● Task goal
What is needed is a verbatim copy of all the records.

[Natural language region descriptions]
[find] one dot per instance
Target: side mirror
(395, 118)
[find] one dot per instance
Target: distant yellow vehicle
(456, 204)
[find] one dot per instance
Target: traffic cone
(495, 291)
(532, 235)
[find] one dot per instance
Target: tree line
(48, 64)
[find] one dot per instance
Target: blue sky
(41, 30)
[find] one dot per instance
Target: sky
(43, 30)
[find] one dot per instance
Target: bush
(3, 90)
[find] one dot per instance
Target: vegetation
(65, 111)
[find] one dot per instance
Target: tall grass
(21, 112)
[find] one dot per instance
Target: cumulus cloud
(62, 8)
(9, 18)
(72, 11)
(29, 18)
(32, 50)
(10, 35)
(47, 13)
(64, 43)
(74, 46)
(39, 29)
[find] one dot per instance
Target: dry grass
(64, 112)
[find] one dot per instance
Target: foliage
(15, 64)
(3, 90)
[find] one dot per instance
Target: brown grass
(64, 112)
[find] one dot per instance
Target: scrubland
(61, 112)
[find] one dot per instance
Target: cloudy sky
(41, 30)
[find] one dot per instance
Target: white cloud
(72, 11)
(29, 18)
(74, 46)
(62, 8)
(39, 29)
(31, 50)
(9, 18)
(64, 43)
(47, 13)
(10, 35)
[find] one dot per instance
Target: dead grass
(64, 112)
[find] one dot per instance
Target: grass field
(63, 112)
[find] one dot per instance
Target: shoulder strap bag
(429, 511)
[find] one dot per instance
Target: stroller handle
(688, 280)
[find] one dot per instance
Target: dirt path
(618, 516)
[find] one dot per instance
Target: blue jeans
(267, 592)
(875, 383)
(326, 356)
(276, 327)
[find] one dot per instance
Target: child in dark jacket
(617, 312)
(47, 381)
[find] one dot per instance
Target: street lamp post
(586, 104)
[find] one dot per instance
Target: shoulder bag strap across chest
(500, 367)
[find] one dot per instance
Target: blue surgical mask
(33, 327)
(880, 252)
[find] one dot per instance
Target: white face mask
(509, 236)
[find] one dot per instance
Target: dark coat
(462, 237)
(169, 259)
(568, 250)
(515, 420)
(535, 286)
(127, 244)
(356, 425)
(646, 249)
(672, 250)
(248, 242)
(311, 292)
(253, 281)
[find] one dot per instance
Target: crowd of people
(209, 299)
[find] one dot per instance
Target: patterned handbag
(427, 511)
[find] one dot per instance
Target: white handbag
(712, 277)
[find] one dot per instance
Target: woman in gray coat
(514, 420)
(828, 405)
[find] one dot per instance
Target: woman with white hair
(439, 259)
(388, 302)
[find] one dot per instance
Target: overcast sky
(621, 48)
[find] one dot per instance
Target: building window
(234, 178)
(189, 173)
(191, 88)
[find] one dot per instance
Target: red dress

● Solution to this exercise
[find] one dot per instance
Target: side mirror
(395, 118)
[find] one dot per instance
Target: distant yellow vehicle
(456, 204)
[find] one dot per instance
Target: traffic cone
(495, 291)
(532, 235)
[find] one dot per instance
Target: tree line
(48, 64)
[find] one dot per instance
Target: blue sky
(41, 30)
[find] one dot per instance
Target: sky
(43, 30)
[find] one dot per instance
Target: bush
(3, 90)
[find] one dot per instance
Target: vegetation
(65, 111)
[find] one dot per instance
Target: tall grass
(21, 112)
[find] one dot per instance
Target: cumulus cloud
(62, 8)
(9, 18)
(72, 11)
(29, 18)
(32, 50)
(10, 35)
(47, 13)
(64, 43)
(74, 46)
(39, 29)
[find] one dot per instance
Target: dry grass
(64, 112)
[find] one dot per instance
Target: foliage
(15, 64)
(3, 90)
[find] one dot per instance
Target: brown grass
(64, 112)
[find] one dot per instance
Target: scrubland
(61, 112)
[find] one dot per instance
Target: cloudy sky
(41, 30)
[find] one dot per instance
Target: white cloud
(72, 11)
(29, 18)
(74, 46)
(62, 8)
(39, 29)
(31, 50)
(9, 18)
(64, 43)
(47, 13)
(10, 35)
[find] one dot per instance
Target: dead grass
(64, 112)
[find] one dot per instance
Target: grass field
(63, 112)
[find] one dot per instance
Target: shoulder strap bag
(429, 511)
[find] one dot per instance
Target: stroller handle
(688, 280)
[find] one dot per instance
Target: dirt path
(618, 516)
[find] one dot per instance
Target: blue jeans
(267, 592)
(875, 383)
(326, 356)
(276, 327)
[find] one dot per instance
Target: child in dark jacket
(617, 312)
(47, 381)
[find] one dot per instance
Target: street lamp post
(586, 104)
[find] one dot per instance
Target: shoulder bag strap across chest
(500, 367)
[find] one dot per instance
Target: blue surgical mask
(33, 327)
(880, 252)
[find] one dot per instance
Target: white face mask
(509, 236)
[find] one dot per instance
Target: dark coat
(462, 237)
(169, 259)
(568, 250)
(515, 420)
(535, 286)
(127, 244)
(356, 425)
(646, 249)
(672, 250)
(248, 242)
(311, 292)
(253, 281)
[find] one dot per instance
Target: crowd of people
(209, 299)
[find] one dot per instance
Target: patterned handbag
(427, 511)
[find] one dot per instance
Target: white handbag
(712, 277)
[find] one dot per instance
Target: woman in gray coat
(514, 420)
(828, 405)
[find] one dot per instance
Target: woman with white hair
(439, 259)
(388, 302)
[find] one dot per instance
Target: overcast sky
(621, 48)
[find] one dot per instance
Target: building window
(234, 178)
(189, 173)
(191, 88)
[find] one dot per instance
Target: red dress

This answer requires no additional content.